▸ **Records for the exercise**:

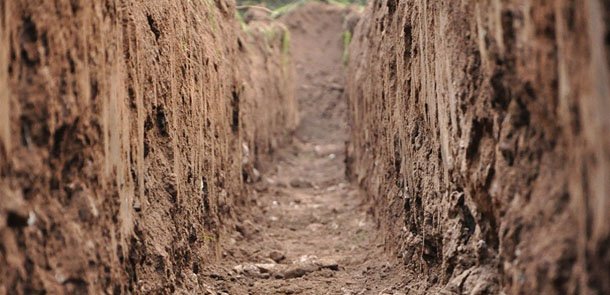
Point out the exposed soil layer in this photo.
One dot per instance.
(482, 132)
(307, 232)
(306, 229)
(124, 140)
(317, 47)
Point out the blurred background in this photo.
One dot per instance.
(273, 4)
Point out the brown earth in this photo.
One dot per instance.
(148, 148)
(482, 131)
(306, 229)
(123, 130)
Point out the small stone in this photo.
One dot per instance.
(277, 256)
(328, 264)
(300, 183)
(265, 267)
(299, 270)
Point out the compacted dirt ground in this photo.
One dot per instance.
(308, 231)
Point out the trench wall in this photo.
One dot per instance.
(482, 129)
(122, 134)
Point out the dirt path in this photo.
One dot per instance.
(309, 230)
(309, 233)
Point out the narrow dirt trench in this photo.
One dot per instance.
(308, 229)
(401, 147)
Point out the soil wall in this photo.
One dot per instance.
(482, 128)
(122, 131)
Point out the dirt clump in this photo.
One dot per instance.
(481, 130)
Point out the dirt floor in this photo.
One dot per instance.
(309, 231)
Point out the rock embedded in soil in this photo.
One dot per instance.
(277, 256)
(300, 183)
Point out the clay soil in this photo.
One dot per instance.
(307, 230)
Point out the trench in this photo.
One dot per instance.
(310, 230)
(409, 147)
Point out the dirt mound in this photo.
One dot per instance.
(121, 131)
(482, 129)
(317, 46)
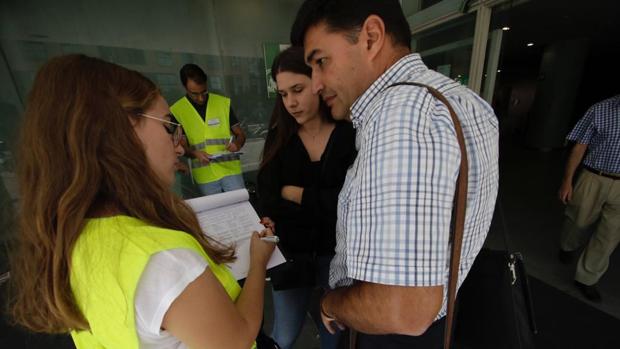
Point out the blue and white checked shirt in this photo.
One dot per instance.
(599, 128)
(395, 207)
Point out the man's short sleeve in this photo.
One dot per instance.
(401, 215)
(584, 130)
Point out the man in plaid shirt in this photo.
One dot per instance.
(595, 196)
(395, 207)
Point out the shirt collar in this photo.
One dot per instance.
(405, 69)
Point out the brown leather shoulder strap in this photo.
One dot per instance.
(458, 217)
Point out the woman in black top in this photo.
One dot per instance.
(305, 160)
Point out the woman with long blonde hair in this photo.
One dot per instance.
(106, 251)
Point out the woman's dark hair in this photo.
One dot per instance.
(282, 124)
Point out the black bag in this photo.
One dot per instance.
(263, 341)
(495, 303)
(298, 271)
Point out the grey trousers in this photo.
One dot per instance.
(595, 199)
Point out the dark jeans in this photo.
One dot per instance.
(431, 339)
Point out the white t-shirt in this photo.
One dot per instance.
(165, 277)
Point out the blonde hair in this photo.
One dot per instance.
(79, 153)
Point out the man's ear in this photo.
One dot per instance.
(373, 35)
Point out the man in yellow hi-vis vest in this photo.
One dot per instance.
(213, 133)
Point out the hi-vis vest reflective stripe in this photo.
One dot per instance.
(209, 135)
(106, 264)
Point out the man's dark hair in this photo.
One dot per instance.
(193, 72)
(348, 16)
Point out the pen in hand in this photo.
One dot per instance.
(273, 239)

---

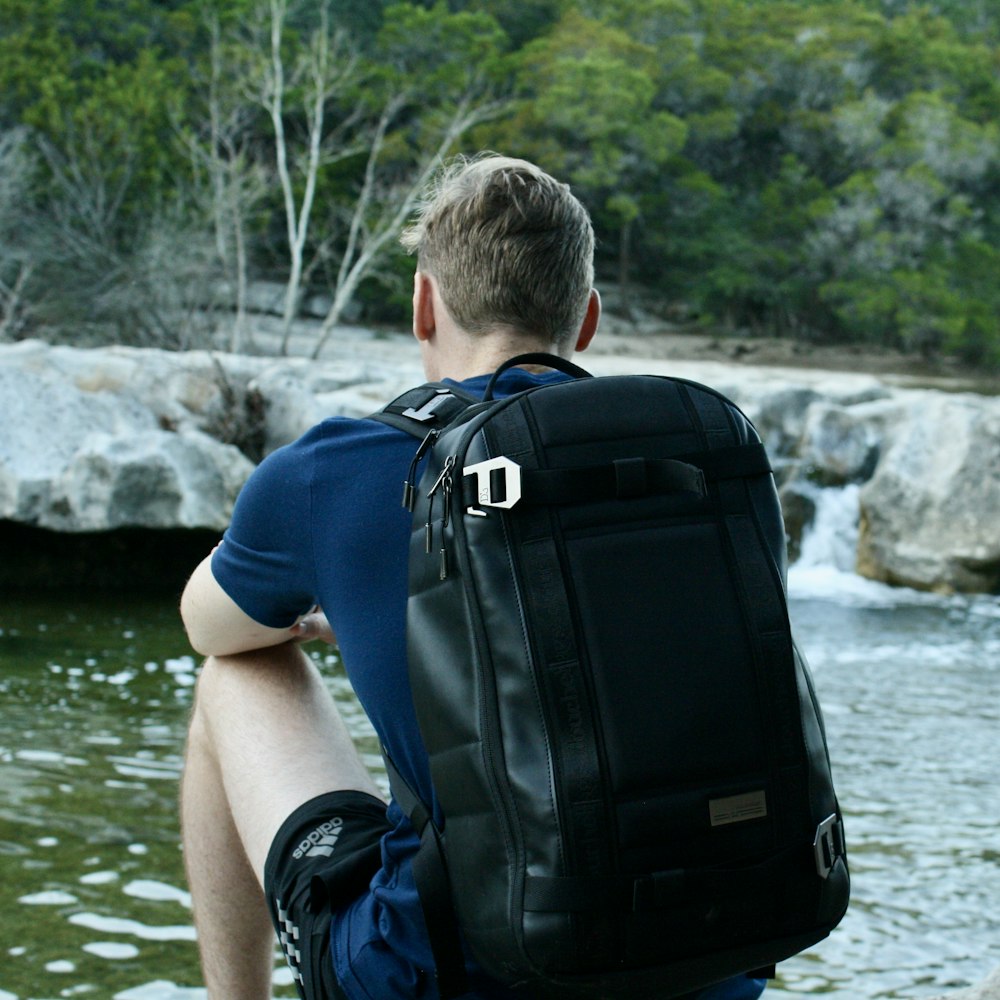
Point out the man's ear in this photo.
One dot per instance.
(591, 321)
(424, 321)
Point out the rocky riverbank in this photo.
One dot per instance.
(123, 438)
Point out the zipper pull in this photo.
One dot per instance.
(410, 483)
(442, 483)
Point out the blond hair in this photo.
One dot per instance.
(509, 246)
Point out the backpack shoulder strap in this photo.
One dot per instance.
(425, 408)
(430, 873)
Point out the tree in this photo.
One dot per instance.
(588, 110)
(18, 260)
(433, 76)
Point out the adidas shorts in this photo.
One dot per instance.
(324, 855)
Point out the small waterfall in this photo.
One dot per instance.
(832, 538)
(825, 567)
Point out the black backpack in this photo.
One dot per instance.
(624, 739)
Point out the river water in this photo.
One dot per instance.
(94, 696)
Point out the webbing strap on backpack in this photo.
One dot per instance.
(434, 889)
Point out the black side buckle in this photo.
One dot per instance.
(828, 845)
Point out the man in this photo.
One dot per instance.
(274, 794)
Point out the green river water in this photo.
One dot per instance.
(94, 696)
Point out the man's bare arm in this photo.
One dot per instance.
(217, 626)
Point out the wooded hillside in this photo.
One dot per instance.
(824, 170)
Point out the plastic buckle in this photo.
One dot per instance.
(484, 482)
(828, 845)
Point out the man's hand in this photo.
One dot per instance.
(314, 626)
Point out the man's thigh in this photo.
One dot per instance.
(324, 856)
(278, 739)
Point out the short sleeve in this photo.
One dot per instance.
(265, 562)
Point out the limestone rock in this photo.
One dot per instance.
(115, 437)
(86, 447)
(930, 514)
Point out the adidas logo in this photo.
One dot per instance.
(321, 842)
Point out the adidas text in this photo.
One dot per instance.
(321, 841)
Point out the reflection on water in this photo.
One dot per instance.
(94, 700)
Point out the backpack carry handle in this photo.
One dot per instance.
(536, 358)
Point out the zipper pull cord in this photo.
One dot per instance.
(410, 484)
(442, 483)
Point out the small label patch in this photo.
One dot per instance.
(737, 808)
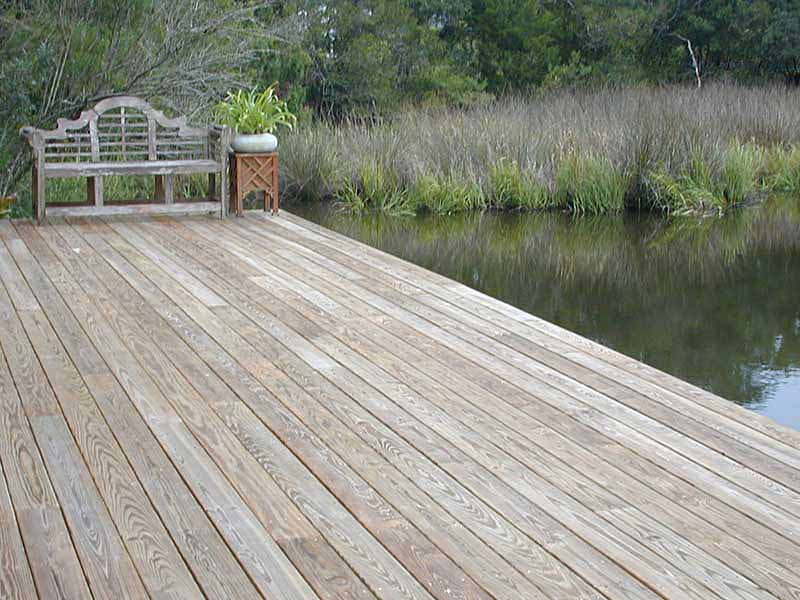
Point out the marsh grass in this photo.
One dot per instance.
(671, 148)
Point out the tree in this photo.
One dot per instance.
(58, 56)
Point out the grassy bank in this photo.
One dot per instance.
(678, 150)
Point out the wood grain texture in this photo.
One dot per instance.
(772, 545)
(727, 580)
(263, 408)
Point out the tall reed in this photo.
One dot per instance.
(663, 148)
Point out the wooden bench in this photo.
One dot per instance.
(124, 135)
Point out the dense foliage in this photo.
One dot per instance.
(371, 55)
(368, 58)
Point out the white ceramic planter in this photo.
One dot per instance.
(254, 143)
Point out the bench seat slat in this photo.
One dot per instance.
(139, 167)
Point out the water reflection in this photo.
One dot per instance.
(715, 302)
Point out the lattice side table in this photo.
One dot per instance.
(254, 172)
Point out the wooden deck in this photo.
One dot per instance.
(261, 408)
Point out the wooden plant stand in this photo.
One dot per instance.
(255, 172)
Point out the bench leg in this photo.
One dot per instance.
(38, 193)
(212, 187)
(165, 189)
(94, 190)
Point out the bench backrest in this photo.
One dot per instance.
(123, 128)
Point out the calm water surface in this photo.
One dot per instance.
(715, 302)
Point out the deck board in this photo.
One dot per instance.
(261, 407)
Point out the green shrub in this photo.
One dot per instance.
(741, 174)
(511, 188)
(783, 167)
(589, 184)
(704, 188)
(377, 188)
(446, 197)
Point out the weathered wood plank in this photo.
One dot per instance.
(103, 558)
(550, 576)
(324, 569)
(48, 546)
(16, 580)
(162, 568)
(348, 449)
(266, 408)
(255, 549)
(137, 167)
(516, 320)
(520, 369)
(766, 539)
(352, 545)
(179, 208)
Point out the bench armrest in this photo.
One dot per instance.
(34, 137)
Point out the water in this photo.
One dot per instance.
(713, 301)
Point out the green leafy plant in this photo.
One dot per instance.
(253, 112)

▸ **Exercise**: Please pick out each line in the records above that contains the word "brown" and copy those lines.

▸ **Answer to this exercise**:
Point out the brown earth in this photo.
Point out the brown leather shoulder strap in this photo.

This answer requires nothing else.